--- Given data ---
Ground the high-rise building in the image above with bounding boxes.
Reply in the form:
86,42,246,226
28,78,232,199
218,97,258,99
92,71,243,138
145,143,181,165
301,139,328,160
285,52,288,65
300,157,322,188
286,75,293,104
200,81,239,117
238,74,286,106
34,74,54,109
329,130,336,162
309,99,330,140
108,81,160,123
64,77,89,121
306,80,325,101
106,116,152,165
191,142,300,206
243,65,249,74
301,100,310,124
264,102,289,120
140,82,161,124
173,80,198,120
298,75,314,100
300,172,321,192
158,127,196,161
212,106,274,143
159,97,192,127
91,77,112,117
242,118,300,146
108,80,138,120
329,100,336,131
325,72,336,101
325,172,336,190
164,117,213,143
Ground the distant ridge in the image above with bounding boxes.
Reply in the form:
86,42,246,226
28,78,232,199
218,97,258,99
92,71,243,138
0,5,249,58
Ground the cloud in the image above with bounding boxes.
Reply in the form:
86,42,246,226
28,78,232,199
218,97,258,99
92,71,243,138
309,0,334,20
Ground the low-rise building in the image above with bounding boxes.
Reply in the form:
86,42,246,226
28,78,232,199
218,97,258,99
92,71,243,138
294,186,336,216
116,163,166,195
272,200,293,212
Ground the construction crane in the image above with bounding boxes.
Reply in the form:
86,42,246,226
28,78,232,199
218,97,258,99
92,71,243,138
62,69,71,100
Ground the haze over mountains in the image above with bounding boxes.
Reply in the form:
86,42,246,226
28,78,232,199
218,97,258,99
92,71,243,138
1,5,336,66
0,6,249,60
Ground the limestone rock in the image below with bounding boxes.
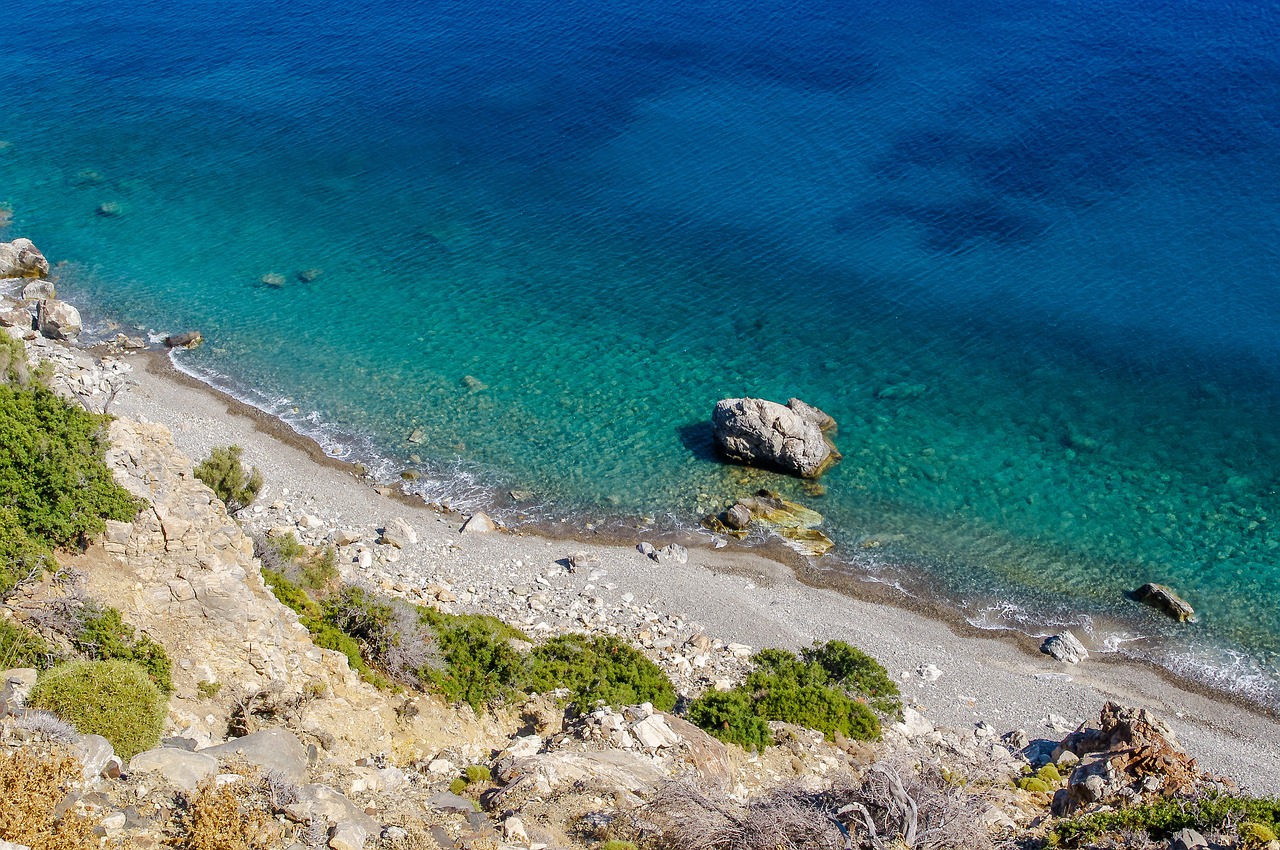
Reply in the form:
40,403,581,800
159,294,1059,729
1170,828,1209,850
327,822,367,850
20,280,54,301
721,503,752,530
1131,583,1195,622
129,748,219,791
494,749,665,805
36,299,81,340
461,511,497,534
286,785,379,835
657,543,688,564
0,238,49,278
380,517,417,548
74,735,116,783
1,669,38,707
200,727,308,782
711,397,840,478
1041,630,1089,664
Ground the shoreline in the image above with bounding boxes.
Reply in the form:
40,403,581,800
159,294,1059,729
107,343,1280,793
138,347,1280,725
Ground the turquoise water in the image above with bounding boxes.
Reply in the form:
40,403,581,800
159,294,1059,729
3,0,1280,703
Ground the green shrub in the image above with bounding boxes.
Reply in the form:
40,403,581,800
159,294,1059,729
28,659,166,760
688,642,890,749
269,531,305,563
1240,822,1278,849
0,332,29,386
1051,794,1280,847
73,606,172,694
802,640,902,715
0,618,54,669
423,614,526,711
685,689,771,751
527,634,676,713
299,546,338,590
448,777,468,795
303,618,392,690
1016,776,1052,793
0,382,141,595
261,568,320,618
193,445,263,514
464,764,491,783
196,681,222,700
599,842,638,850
---
◆ **Exercise**
Considering only lines that contain the word "boxes", say how many there are in the data, with no other text.

◆ **Solution to this problem**
10